_Extrait fourni_.
■ ■ ■ ■

Cette pensée écologique ne fait que prendre forme dans les villes du 21e siècle et celle-ci conscientise souvent les citoyens suite à des problèmes environnementaux alarmants. Tel fut le cas de Seattle lorsque deux types de saumons furent placés sur la liste des espèces en dangers par le gouvernement fédéral à la fin des années ’90, une conséquence directe de l’altération massive des cours d’eau dans l’état du Washington. Un effort, souvent appelé « retrofit », subsiste depuis ce temps afin de restituer l’hydrologie naturelle des lieux en remplaçant aux endroits appropriés les réseaux d’aqueducs traditionnels par des systèmes de bio-rétention et bio-filtration. Voici la problématique :



Le concept des systèmes traditionnels est de la canaliser l’eau de pluie récupérée des surfaces imperméables urbaines et de la redirige au moyen de tuyaux souterrains vers les plans d’eaux avoisinants. Plusieurs conséquences environnementales sont associées à cette méthode :



• L’augmentation du volume d’eau dans les rivières lors de période de pluie contribue à l’érosion des berges ainsi qu’à d’autres formes d’érosion d’origine humaine. Il devient alors difficile de contrer et de prédire les conséquences de cette situation créée artificiellement. Les formes que l’on trouve dans la nature telles que les lacs, les rivières et les vallées ont été façonnées à travers des millions d’années et leurs localisations sont spécifiques au site. La bio-rétention occasionne alors un délai et une distribution uniforme dans les cours d’eau naturels.

■ ■ ■ ■

_Consigne_.
Dans l'extrait sur les eaux pluviales à Seattle, relevez toutes les formes naturelles que le texte donne en exemple. Vous n'avez pas besoin des enregistrements.

(Entrées d'annotation par points sur images)

■ ■ ■ ■

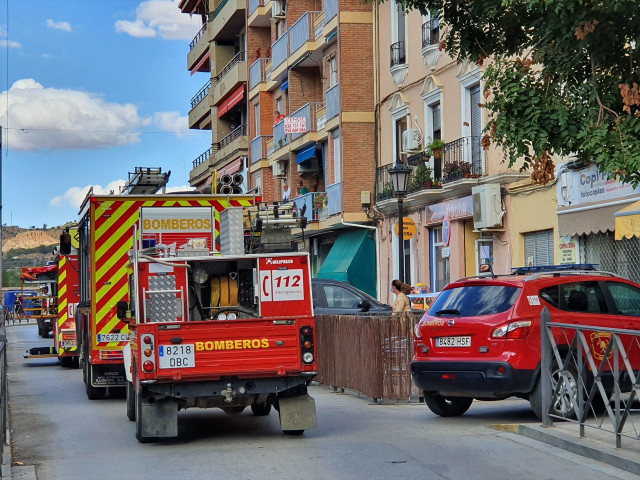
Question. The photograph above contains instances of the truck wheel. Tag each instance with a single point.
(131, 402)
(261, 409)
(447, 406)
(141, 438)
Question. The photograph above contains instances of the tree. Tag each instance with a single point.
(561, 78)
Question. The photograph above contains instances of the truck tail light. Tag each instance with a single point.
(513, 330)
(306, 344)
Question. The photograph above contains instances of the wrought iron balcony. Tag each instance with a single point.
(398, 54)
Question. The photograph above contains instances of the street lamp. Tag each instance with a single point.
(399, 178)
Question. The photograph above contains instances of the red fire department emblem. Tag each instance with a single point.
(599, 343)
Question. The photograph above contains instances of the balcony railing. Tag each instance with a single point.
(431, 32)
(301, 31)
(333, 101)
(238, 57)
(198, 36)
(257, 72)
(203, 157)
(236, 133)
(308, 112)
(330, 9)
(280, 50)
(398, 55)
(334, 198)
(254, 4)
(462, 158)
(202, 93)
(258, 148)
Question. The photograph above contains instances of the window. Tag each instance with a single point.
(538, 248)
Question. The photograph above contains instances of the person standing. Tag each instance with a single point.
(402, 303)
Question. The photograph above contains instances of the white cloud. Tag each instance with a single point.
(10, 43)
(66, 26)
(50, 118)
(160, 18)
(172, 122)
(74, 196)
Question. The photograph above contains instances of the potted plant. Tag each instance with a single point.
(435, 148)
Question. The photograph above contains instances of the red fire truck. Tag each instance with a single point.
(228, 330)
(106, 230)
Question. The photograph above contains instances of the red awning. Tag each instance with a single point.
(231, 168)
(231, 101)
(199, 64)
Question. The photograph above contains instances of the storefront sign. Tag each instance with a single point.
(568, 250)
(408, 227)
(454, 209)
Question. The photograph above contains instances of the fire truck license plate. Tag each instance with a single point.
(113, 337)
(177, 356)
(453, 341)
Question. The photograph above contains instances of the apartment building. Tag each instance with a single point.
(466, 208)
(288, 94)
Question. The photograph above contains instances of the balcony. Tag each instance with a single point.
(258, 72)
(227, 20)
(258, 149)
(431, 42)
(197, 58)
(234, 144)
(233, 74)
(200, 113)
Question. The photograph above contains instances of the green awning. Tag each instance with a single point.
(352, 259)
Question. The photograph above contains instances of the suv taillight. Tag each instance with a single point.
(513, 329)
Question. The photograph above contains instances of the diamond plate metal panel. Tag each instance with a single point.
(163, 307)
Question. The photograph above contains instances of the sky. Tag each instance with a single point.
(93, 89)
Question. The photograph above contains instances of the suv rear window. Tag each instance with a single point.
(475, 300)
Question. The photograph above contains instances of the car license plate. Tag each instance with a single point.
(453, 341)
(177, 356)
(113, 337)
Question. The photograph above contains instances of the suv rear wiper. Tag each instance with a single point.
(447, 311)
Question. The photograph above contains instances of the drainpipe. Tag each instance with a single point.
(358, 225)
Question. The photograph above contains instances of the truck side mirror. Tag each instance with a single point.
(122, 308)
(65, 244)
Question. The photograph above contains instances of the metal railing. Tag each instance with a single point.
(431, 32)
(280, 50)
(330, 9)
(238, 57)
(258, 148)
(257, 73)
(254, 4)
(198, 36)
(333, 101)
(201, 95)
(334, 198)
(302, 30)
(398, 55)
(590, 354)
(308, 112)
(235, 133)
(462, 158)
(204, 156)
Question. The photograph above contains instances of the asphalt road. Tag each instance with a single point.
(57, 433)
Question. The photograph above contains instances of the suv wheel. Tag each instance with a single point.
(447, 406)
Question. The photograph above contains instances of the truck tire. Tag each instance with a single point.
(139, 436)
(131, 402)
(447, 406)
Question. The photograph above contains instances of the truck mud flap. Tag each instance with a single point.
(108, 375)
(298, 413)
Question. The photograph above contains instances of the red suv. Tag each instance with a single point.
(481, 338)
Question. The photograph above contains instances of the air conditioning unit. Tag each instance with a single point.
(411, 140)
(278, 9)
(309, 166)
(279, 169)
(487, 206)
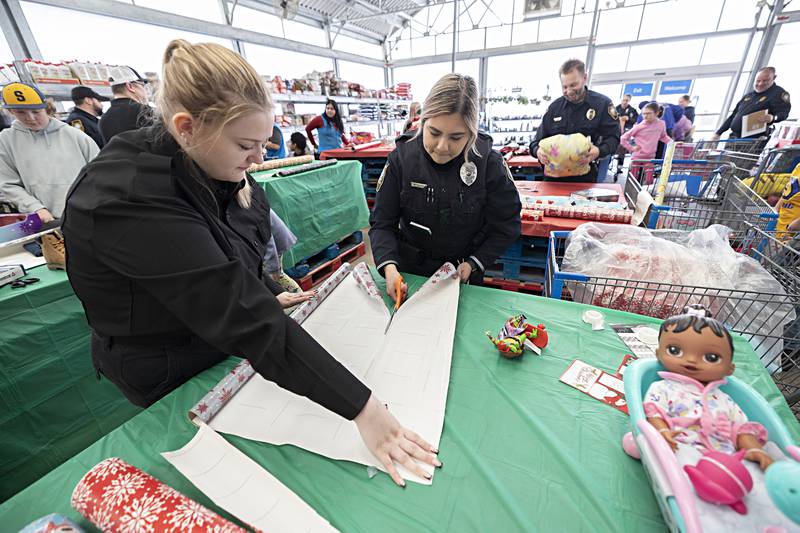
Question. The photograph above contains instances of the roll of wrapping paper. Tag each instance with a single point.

■ ■ ■ ■

_Réponse_.
Les lacs, les rivières et les vallées.